#### Record set

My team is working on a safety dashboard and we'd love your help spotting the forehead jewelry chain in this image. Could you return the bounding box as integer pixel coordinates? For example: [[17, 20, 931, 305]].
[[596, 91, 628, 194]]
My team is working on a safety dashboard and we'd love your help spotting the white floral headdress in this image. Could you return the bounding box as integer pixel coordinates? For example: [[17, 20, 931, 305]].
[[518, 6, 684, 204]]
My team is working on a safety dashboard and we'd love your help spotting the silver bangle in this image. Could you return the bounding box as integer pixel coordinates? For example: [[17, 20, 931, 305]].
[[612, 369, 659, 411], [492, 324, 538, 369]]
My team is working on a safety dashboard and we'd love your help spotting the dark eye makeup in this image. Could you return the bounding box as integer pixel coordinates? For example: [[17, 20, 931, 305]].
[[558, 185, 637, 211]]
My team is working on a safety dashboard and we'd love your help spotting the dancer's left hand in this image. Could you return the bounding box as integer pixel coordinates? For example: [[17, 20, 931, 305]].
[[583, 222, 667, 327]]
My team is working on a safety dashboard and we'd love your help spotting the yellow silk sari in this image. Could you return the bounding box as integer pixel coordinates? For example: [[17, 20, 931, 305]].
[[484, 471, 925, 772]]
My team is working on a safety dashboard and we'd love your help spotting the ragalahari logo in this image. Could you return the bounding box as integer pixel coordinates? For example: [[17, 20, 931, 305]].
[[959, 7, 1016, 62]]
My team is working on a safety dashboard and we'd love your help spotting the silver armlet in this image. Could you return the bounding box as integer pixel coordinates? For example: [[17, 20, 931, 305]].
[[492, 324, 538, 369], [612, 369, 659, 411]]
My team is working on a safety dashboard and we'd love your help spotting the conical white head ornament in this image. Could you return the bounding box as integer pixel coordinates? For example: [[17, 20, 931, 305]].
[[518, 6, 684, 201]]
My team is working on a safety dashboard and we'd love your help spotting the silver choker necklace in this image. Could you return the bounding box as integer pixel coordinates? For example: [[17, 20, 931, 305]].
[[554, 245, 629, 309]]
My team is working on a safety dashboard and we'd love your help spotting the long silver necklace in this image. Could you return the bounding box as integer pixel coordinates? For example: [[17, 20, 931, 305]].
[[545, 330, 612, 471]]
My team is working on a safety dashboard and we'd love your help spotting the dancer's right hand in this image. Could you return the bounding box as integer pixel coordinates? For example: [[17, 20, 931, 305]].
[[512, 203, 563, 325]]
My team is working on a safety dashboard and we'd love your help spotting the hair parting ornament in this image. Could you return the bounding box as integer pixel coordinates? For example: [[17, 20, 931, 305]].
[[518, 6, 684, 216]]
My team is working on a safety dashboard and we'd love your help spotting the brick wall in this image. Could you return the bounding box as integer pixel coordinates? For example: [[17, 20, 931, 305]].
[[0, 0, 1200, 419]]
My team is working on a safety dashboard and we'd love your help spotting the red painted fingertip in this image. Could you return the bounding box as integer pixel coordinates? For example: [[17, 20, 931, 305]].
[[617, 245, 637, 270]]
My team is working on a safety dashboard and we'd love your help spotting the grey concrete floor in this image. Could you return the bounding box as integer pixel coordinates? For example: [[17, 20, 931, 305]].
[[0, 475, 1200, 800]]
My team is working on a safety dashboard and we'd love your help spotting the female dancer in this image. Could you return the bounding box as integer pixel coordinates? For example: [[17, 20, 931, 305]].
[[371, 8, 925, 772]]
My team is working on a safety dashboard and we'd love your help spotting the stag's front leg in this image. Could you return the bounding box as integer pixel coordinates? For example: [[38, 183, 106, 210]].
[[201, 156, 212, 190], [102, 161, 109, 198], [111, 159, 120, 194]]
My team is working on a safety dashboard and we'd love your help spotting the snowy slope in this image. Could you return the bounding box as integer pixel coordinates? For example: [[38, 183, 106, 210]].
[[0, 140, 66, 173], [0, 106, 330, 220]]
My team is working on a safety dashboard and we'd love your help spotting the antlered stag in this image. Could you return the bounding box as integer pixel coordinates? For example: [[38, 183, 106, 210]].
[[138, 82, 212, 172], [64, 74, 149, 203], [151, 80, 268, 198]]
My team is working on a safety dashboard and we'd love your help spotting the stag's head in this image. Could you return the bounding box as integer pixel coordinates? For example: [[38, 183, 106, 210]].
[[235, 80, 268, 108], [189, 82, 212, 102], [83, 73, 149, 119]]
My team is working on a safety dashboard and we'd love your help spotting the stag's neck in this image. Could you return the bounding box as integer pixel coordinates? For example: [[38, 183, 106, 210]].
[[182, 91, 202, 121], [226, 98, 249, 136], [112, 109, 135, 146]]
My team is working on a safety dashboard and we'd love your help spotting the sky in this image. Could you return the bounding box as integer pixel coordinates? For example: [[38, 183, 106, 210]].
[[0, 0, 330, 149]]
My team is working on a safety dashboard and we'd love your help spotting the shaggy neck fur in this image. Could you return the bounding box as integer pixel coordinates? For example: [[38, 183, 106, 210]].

########

◆ Directions:
Reproduce every one of the entries above verbatim, keeping each line as it appears.

◆ Exercise answer:
My team is working on a safety dashboard and we'd love your help spotting the forehead jewelry chain in this image. Could you return the bounding box as integer pixel coordinates? For example: [[17, 20, 931, 305]].
[[596, 91, 628, 194]]
My team is working on a safety dashboard and we'd love your help spotting the white floral headdress in this image. Could you return the bounding box as integer pixel coordinates? For example: [[17, 20, 931, 305]].
[[518, 6, 684, 204]]
My team is working on a safety dashboard and we'd love your help spotting the silver bangle in this image. Could you return the bounding box as integer pixel coordinates? For example: [[17, 20, 931, 305]].
[[612, 369, 659, 411], [492, 324, 538, 369]]
My team is working on a safety dashboard and we'd love your help spotting the dark eye makeup in this image. Could you return the bounding box as integer pixel coordinates? For example: [[17, 20, 931, 305]].
[[558, 185, 637, 211]]
My team is working on a safety dashboard and we'd love your help spotting the dancer's left hand in this image. Could you return the bounding box as integer pixel coordinates? For example: [[17, 20, 931, 305]].
[[583, 222, 667, 327]]
My team is working on a safety dashboard and we'd love your help spotting the yellow silk sari in this image. Could you return the bounding box as integer pixel coordinates? For example: [[17, 20, 931, 305]].
[[484, 471, 925, 772]]
My team is working on a safety dashboard and we'd love your help spotting the ragalahari logo in this image. Could you return the bounding box as integer pixel coordinates? For example: [[17, 20, 931, 305]].
[[959, 7, 1016, 62]]
My team is working on a safety dashboard and we'd love your help spotting the silver armlet in this image. Could you return the bounding box as integer pixel coordinates? For example: [[17, 20, 931, 305]].
[[492, 324, 538, 369], [612, 369, 659, 411]]
My team is working on a safety dashboard and we'd love your help spotting the conical white head ornament in this image. Could you return the bounding box as integer pixel coordinates? For example: [[17, 20, 931, 305]].
[[518, 6, 684, 201]]
My team is working on a safety dashboard and we'd love your help spotting the silver choker necklace in this image. Could you return the bounding box as integer pixel coordinates? For example: [[17, 20, 931, 305]].
[[554, 245, 629, 309]]
My team is working on a safety dashboard and we'd love your help spotting the long silver necklace in this image. Could you return the bounding box as integer pixel coordinates? For example: [[17, 20, 931, 305]].
[[545, 330, 612, 471]]
My team is working on a safety dashboard and we'd love your help spotting the dancer's right hand in this image. Could you return the bounding box as integer pixel coordinates? For example: [[17, 20, 931, 305]].
[[512, 203, 563, 325]]
My team is working on a safety dashboard and we'd love your help spotting the hair parting ornament in this image. Could you return the bounding box as integer pixel coordinates? For example: [[17, 20, 931, 305]].
[[518, 6, 684, 216]]
My team is working on a safety dashboard and we'd love your help spotting the brick wall in this image. Could you return the bounding box as integer pixel coordinates? For example: [[17, 20, 931, 305]].
[[0, 0, 1200, 419]]
My team is working on a safety dashboard and we'd love your help spotting the red painted fingertip in this image. Could you return the bounding box as integer pixel coordinates? For example: [[17, 20, 931, 305]].
[[617, 245, 637, 270]]
My team is working on a safety dashboard and we'd love your help spotting the grey concrete floor in this image. Could you return the bounding box as integer pixel coordinates? For example: [[17, 20, 931, 305]].
[[0, 475, 1200, 800]]
My team is working on a safety dashboard and we'd love your help spotting the female dancer in this image. Could you return the bounding box as integer pixel coordinates? For example: [[17, 20, 931, 305]].
[[371, 8, 925, 772]]
My team is working on a safety dashboard and we'd love your help spotting the stag's front leg in this image. Could you return the bounding box as integer pixel coordinates? For example: [[38, 183, 106, 210]].
[[201, 156, 212, 190], [102, 161, 109, 198], [111, 159, 120, 194]]
My team is working on a safety dashboard and we'd love your help spotting the snowy slope in this image. Could you return the bounding box as integer pixel coordinates? For example: [[38, 183, 106, 210]].
[[0, 140, 66, 173], [0, 106, 330, 220]]
My team is working on a safety dashboard and we'd love your help spotting the antlered stag in this image. Could you return the bounding box as integer pixel coordinates? For example: [[38, 183, 106, 210]].
[[138, 82, 212, 172], [64, 74, 149, 203], [151, 80, 268, 198]]
My team is working on a safety dashboard and we'd love your help spotting the stag's head in this image. Could you return the bounding box as integer pixel coordinates? For example: [[38, 183, 106, 210]].
[[235, 80, 268, 108], [189, 82, 212, 102], [83, 73, 149, 119]]
My team is working on a safety dashboard and we'd love your help spotting the stag's neck in this image. Could you return the bounding box as integer pixel coordinates? For example: [[38, 183, 106, 210]].
[[182, 91, 202, 121], [226, 98, 249, 136], [112, 109, 135, 146]]
My team is working on a safety dashboard and we'd love your help spotting the sky in this image. Could you return the bounding box as integer pixel coordinates? For example: [[38, 183, 106, 210]].
[[0, 0, 330, 149]]
My team is working on a safety dashboard and we'd love your help spotting the shaggy neck fur in this image. Could you return the bounding box as integer pixel coordinates? For example: [[38, 183, 106, 210]].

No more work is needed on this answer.